# INPUT start

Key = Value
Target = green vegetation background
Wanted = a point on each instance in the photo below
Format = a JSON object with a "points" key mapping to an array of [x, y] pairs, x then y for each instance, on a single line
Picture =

# INPUT end
# INPUT start

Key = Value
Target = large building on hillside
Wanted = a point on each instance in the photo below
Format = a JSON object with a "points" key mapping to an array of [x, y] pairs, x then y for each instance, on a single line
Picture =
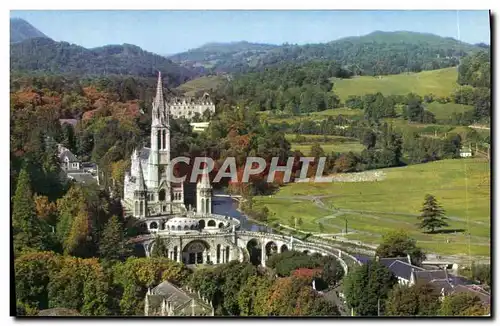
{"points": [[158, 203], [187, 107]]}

# INPUT end

[WHAT YOU SHOULD DO] Which lines above contain the string "Target"? Pull out each of them in full.

[ANSWER BELOW]
Target = green vegetation background
Target = large building on hillside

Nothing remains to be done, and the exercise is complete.